## Aim A
Reproduce the listing from the line containing "Where can the large boulder" down to the line containing "[[427, 598], [438, 598], [15, 525], [621, 610], [705, 649]]", requests included, and raise every x and y coordinate in the answers by 69. Give only those lines.

## Document excerpt
7. Full-Site Loss Procedure (WDC)¶
In the event the entire WDC site is unavailable (power, physical destruction, extended ISP outage):
- GCP services remain operational — status.greenpeace.us and infra.greenpeace.us continue serving via Cloud Run.
- DNS failover — update public DNS to point internal resolution to a temporary resolver if required.
- Remote access — all configuration archives are in GCS (
gpus-infrabackup bucket). VPN can be re-established to a replacement on-prem site. - Rebuild order — SKY → RAIN → SUN → WIND. DNS/DHCP takes priority.
- Terraform — all GCP infrastructure can be rebuilt from
gpus-infra-tf-stateGCS bucket:terraform init && terraform apply. - Timeline — full four-server rebuild from GCS archives: estimated 6–8 hours.
8. DR Testing Schedule¶
| Test | Servers | Frequency | Owner |
|---|---|---|---|
| SKY failover to RAIN | SKY, RAIN | Quarterly | DNS Admin |
| RAIN rebuild from backup | RAIN | Quarterly | DNS/Backup Admin |
| SUN snapshot restore | SUN | Monthly | Monitoring Admin |
| WIND snapshot restore | WIND | Monthly | Monitoring/Logging Admin |
| End-to-end pipeline test | All four | Monthly | Monitoring Admin |
| Full four-server DR drill | All four | Annually | Director of Cyber Security + Full Team |
| Backup archive verification | All four | Weekly | Backup Admin |
| GCS backup integrity check | GCP | Monthly | GCP Admin |
| Cloud Run redeploy drill | GCP | Quarterly | GCP Admin |
9. Post-Recovery Validation Checklist¶
After any recovery action on any server:
# 1. AIDE baseline update (mandatory)

## Material for this exercise
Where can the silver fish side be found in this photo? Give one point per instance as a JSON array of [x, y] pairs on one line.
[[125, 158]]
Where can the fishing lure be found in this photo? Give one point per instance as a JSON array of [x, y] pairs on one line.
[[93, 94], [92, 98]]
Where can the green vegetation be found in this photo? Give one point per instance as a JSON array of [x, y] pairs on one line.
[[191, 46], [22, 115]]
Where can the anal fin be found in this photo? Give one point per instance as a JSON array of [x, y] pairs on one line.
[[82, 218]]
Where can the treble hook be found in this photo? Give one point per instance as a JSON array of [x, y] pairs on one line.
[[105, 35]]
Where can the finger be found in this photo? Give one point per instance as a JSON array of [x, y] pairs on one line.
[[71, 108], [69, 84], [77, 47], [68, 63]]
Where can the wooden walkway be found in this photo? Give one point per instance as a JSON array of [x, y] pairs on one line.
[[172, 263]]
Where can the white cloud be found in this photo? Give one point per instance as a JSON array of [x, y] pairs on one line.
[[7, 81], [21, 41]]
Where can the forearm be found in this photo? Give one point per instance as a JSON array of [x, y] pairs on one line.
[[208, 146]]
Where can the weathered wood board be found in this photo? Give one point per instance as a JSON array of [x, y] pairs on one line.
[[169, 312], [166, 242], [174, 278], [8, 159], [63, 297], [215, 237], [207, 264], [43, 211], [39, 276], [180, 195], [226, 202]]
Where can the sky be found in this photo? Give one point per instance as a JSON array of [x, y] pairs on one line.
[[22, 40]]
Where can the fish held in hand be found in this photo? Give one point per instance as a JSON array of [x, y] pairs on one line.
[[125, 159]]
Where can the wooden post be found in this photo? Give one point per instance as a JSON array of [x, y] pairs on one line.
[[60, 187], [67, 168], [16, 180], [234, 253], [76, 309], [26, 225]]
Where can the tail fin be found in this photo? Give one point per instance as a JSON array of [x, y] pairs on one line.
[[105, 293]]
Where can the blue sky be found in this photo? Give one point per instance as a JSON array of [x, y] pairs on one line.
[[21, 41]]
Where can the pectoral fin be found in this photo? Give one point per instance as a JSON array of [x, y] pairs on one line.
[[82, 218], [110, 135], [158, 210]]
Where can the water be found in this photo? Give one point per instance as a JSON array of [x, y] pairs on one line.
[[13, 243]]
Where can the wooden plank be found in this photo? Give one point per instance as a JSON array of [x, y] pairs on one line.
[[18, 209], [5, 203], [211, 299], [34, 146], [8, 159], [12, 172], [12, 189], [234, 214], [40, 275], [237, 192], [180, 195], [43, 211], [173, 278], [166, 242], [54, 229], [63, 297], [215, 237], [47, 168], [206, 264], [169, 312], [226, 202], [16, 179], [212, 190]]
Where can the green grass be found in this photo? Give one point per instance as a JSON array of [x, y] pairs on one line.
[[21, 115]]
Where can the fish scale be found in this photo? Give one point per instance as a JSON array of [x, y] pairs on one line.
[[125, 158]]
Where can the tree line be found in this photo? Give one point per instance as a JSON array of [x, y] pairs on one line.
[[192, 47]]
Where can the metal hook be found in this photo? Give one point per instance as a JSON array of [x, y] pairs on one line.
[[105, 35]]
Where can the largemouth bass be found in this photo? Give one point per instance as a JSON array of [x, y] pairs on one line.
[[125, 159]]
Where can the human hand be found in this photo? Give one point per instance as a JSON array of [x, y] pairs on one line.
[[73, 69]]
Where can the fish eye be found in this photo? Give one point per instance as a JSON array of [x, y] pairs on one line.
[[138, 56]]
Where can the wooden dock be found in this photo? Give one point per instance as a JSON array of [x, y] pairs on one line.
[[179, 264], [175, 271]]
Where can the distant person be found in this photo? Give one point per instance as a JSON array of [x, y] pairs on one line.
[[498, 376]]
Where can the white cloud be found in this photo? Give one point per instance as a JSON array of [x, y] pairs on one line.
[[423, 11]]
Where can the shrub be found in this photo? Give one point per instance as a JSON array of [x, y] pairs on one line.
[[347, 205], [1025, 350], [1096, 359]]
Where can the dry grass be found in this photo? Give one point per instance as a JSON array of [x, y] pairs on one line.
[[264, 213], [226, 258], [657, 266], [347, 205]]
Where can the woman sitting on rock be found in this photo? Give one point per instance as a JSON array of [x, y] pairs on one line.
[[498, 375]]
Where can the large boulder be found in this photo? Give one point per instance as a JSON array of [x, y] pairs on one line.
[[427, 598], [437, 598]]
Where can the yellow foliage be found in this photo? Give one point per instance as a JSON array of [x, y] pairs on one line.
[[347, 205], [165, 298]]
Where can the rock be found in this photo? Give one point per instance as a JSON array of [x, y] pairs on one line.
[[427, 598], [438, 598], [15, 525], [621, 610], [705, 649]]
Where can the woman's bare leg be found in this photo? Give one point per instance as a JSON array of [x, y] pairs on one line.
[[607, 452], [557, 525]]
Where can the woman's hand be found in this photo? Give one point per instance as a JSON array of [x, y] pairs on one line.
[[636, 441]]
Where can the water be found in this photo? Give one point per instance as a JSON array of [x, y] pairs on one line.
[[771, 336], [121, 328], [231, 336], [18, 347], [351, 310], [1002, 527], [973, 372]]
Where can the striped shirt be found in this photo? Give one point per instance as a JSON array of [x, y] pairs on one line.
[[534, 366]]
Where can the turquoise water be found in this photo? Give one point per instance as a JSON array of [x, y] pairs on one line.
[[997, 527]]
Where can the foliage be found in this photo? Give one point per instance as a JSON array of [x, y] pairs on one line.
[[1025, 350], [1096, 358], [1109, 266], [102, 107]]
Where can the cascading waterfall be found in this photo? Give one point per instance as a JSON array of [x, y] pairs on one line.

## Aim B
Extend the disaster recovery runbook beyond its last line.

## Task response A
Where can the large boulder be found in this photo? Give one point per instance as a JSON array of [x, y] pairs on one line.
[[496, 667], [506, 667]]
Where can the yellow foliage be found in this photo? Give one point per instance as a JSON array of [x, y] pairs on one line.
[[416, 274], [234, 367]]
Where can the rock be found in this photo? Give one point per instance as a JSON array of [x, y] pairs on one line.
[[496, 667], [507, 667], [84, 594], [690, 679], [774, 718]]

## Task response B
sudo aide --update && sudo mv /var/lib/aide/aide.db.new.gz /var/lib/aide/aide.db.gz
# 2. Log recovery event
echo "$(date) [DR] Recovery of <SERVER> complete — <scenario>" >> /var/log/asset-inventory.log
# 3. Re-sign DNSSEC (SKY/RAIN only, if zone files restored)
rndc sign wdc.us.gl3
rndc sign 120.168.192.in-addr.arpa
# 4. Verify all services
systemctl status named dhcpd # SKY/RAIN
systemctl status prometheus grafana-server # SUN
systemctl status elasticsearch logstash kibana # WIND
# 5. Verify network connectivity
ping -c 2 192.168.120.1 # SKY
ping -c 2 192.168.120.2 # RAIN
ping -c 2 192.168.120.3 # SUN
ping -c 2 192.168.120.4 # WIND
# 6. Run CIS compliance check
# (Monthly full check; post-recovery spot check on restored server)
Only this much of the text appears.